Gordon Hamilton

Personal information
- Nationality: British (Northern Irish)
- Born: c.1935

Sport
- Sport: Athletics
- Event(s): Sprints, long jump
- Club: Queens Univ AC Instonians AC

= Gordon Hamilton (athlete) =

Northern Irish athlete (born c.1935)

N. Gordon Hamilton (born c.1935) is a former athlete from Northern Ireland, who represented Northern Ireland at the British Empire and Commmonwealth Games (now Commonwealth Games).

== Biography ==
Hamilton studied medicine at the Queen's University Belfast and won the Kenneth Holmes Cup for the outstanding athlete at their 1956 annual meeting after winning the 100 and 220 yards and the long jump. Shortly afterwards at the British Universities Championships he won the long jump title and then just two weeks later at the Northern Ireland Championships he retained his long jump title.

- ACTIVITY 1
Reproduce everything in the Gordon Hamilton passage from "Northern Irish athlete" down to "long jump title.".
- ACTIVITY 2
Carry on the Gordon Hamilton passage, picking up after its final sentence.
The items have no connection to the Gordon Hamilton passage.

- LISTED RECORDS
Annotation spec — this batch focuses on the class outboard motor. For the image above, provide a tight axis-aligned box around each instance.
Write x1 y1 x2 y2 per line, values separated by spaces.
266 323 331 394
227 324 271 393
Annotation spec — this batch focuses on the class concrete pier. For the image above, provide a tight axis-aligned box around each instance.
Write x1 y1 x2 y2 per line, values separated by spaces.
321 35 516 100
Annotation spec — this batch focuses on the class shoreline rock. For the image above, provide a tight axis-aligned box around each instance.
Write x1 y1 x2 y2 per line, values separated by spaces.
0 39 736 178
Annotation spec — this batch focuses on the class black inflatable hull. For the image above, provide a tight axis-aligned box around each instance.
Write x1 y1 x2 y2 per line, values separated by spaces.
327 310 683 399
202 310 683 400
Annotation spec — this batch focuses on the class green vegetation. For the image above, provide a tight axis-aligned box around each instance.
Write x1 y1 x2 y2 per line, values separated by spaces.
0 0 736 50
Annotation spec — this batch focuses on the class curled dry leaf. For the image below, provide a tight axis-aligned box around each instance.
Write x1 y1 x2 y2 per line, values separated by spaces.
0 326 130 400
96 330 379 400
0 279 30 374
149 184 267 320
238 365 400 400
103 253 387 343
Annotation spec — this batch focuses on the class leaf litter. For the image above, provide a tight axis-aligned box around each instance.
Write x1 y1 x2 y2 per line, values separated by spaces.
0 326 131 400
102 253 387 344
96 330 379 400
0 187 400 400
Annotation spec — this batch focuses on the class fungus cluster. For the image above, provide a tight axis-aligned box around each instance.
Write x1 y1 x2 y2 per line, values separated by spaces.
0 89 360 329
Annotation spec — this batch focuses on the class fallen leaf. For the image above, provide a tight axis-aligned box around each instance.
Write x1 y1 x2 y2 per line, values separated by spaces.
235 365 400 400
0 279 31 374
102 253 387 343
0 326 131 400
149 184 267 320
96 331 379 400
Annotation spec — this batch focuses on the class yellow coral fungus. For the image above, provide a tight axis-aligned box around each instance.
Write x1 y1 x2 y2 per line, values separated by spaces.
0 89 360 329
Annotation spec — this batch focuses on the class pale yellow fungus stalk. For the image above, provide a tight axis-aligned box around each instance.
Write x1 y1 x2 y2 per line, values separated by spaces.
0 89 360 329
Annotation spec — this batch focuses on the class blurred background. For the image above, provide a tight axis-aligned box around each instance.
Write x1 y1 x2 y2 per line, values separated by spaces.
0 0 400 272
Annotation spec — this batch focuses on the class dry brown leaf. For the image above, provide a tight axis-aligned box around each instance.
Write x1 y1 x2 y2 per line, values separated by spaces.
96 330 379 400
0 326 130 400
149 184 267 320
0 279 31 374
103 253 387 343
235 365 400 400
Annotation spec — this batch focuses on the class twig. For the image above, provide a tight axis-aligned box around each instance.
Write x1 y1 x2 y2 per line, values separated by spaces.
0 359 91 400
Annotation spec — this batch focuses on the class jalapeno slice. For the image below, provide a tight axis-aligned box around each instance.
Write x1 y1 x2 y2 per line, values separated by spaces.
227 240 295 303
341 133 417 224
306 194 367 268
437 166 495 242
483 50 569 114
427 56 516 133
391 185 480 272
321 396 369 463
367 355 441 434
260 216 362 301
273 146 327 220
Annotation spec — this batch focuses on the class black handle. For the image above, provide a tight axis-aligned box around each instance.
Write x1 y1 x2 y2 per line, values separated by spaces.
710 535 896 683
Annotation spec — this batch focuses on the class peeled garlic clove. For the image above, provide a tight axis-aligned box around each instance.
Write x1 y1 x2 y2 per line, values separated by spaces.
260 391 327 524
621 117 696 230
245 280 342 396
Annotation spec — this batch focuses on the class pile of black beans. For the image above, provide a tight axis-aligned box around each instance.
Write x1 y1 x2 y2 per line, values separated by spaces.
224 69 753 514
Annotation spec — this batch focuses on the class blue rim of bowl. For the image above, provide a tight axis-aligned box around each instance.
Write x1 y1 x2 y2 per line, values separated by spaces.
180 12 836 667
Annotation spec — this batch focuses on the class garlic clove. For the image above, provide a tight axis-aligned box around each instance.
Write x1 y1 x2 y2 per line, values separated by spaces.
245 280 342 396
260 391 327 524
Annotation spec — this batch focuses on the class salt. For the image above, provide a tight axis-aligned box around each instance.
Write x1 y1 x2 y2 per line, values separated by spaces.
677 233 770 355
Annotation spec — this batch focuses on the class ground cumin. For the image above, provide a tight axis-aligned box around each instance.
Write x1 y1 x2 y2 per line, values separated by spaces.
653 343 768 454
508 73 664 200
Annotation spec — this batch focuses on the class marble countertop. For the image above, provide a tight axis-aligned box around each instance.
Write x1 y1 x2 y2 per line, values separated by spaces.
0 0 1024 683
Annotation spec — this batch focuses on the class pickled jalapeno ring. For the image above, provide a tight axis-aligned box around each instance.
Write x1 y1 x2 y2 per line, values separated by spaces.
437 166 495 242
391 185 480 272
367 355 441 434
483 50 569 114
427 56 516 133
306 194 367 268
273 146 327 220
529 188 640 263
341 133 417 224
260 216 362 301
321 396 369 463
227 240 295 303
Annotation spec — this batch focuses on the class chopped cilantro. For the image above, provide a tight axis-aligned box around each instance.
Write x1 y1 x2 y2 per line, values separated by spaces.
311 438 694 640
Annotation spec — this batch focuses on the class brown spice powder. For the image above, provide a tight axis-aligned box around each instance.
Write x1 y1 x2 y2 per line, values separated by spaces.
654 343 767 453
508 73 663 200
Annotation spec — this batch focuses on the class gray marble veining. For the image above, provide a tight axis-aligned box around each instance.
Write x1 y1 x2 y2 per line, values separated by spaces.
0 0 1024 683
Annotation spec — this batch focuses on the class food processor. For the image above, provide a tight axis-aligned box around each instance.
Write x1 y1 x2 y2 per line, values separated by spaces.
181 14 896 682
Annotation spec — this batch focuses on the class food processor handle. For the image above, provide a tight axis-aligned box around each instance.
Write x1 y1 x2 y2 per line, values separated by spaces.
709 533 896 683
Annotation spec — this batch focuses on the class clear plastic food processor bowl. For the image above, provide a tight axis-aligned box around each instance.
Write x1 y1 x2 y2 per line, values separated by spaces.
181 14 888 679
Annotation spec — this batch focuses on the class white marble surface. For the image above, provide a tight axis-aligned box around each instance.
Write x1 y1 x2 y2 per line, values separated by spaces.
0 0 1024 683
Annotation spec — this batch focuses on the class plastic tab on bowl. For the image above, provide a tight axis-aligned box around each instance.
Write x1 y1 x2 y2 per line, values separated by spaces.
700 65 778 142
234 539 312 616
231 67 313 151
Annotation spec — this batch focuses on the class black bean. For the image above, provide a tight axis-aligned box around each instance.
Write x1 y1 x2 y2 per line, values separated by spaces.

- EXPECTED OUTPUT 1
Northern Irish athlete (born c.1935)

N. Gordon Hamilton (born c.1935) is a former athlete from Northern Ireland, who represented Northern Ireland at the British Empire and Commmonwealth Games (now Commonwealth Games).

== Biography ==
Hamilton studied medicine at the Queen's University Belfast and won the Kenneth Holmes Cup for the outstanding athlete at their 1956 annual meeting after winning the 100 and 220 yards and the long jump. Shortly afterwards at the British Universities Championships he won the long jump title and then just two weeks later at the Northern Ireland Championships he retained his long jump title.

- EXPECTED OUTPUT 2
Hamilton won the long jump event during the international match against Scotland in September 1957. In May 1958 he was selected for the first trials relay team at Paisley Park, with the view to forming the relay squad for the Empire Games.

Hamilton was named by the Northern Ireland AAA in the final 1958 Northern Irish Team for the forthcoming Empire and Commonwealth Games. He subsequently competed at the 1958 British Empire and Commonwealth Games in Cardiff, Wales, participating in the two athletics events; the 100 yards and the long jump.

Hamilton also played rugby union for Queen's and Ulster and had trials for the Irish national team.